EXERCISE REQUIREMENTS -
A. Copy out the LGBT health passage below word for word, starting at "After years of" and ending at "and Network materials.".
B. List the kinds of items that the LGBT health passage below says the Network's resource library now includes.

BEGIN PROVIDED PASSAGE

The Network for LGBT Tobacco Control officially became the Network for LGBT Health Equity in 2011. With the change in name came an expanded focus and mission, “Igniting and channeling passion through facilitating effective collaboration, communication, mobilization and advocacy, and public policy to create more socially just and healthier communities for LGBT people.” The Network had several noteworthy accomplishments during the course of the year.
After years of advocacy and pressure from the Network and others, United States Health and Human Services (HHS) Secretary Sebelius announced that HHS will collect LGBT data on major National Health Surveys. Better data collection should lead to greater acceptance of the tobacco-related and other health issues facing LGBT people, and better funding and inclusion in federal, state and local health initiatives.
Through a collaboration with the Network, Puerto Rico held its first ever LGBT Health Summit. The Network also offered trainings, technical assistance and presentations to groups across the United States. Topics included LGBT cultural competency, grant writing and RFA development support, needs assessments and more. The Network’s resource library grew by 45% and now includes hundreds of articles, reports, marketing images, and Network materials.
You can learn more about the Network for LGBT Health Equity here.
The United States Centers for Disease Control and Prevention (CDC) awarded The Fenway Institute a $2.2 million, 5-year grant to support HIV prevention programming for gay and bisexual men. The award will allow The Fenway Institute and its partner on the project, the Multicultural AIDS Coalition, to dramatically enhance existing prevention services. Dubbed Boston Respect, the new initiative consists of a series of bundled interventions designed to help gay and bisexual men respect themselves and each other by promoting good sexual health. Gay and bisexual men are the only population in the United States with rising numbers of new HIV infections and Boston Respect works to address that by promoting HIV and STD testing and encouraging people to know their HIV status and build skills to keep themselves and their partners safe.

END PROVIDED PASSAGE
BEGIN PROVIDED RECORDS

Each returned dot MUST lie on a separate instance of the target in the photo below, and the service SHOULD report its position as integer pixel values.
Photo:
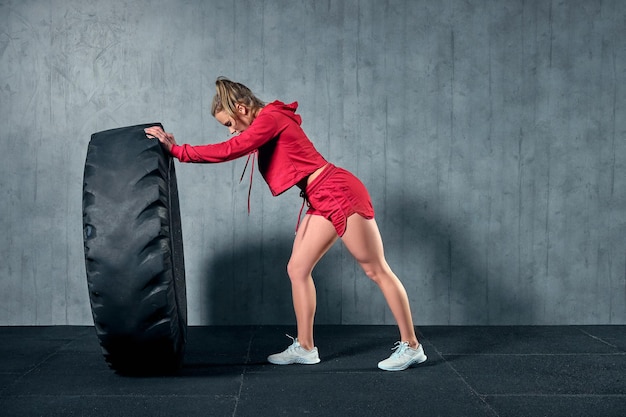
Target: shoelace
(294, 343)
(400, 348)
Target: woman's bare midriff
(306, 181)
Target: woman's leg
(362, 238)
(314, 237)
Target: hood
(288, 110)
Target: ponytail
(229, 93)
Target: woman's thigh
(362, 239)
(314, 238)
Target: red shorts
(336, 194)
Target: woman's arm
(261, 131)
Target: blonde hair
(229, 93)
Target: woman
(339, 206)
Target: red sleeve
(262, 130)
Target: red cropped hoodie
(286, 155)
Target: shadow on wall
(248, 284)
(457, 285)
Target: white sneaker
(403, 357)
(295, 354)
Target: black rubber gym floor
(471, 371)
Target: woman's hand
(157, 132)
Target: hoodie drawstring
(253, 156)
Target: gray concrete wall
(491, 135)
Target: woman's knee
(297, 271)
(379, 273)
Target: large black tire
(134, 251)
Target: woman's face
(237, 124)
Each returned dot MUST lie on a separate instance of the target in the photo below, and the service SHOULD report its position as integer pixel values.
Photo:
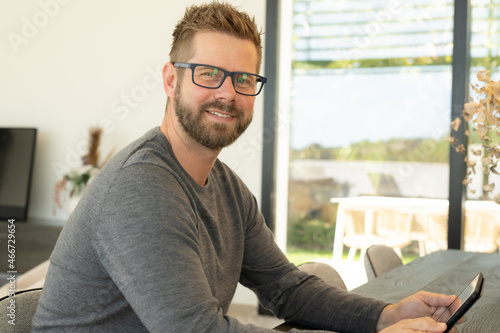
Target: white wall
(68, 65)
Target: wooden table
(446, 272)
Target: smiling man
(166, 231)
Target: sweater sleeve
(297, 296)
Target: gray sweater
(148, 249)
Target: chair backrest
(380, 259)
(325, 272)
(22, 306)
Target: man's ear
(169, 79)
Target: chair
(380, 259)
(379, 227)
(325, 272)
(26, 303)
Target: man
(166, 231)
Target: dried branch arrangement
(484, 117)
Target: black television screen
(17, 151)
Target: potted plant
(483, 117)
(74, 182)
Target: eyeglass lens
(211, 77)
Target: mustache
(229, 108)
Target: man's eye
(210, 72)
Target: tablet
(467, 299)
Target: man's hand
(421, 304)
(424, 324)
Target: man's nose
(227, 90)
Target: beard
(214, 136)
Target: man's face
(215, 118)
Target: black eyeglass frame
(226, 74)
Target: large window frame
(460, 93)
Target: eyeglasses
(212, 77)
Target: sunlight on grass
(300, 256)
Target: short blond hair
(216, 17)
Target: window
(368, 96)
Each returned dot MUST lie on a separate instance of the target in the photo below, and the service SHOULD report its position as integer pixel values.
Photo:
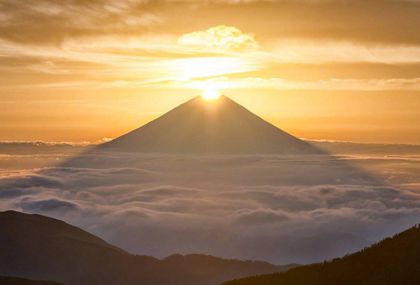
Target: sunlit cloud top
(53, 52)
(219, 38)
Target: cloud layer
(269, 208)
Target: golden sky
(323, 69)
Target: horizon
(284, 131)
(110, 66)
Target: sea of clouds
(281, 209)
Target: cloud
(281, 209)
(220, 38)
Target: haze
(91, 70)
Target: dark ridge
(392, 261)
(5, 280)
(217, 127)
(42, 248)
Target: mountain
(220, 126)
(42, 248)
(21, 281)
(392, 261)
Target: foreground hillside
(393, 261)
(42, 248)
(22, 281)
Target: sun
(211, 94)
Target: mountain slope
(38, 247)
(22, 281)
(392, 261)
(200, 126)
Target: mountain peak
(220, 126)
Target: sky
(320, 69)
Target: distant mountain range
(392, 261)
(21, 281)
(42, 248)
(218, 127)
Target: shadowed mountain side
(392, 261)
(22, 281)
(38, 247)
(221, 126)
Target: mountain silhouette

END PROVIDED RECORDS

ANSWERS TO THE PROBLEMS -
A.
After years of advocacy and pressure from the Network and others, United States Health and Human Services (HHS) Secretary Sebelius announced that HHS will collect LGBT data on major National Health Surveys. Better data collection should lead to greater acceptance of the tobacco-related and other health issues facing LGBT people, and better funding and inclusion in federal, state and local health initiatives.
Through a collaboration with the Network, Puerto Rico held its first ever LGBT Health Summit. The Network also offered trainings, technical assistance and presentations to groups across the United States. Topics included LGBT cultural competency, grant writing and RFA development support, needs assessments and more. The Network’s resource library grew by 45% and now includes hundreds of articles, reports, marketing images, and Network materials.

B.
- Articles
- Reports
- Marketing images
- Network materials